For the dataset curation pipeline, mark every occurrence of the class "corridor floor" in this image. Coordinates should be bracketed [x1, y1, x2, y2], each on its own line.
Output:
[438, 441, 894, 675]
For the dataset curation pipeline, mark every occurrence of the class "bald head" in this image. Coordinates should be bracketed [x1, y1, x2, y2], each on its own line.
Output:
=-=-=
What you return must match the records exactly, line for line.

For the dataset curation pipeline, mark every occurrence of the class "corridor floor" in this image. Coordinates should be bracketed [x1, y1, x2, y2], each on its own line.
Output:
[438, 441, 894, 675]
For the dataset curation pipeline, mark every occurrence of the class "bald head" in this image. Coordinates should be bracketed [x1, y1, x2, y2], each on its own line.
Output:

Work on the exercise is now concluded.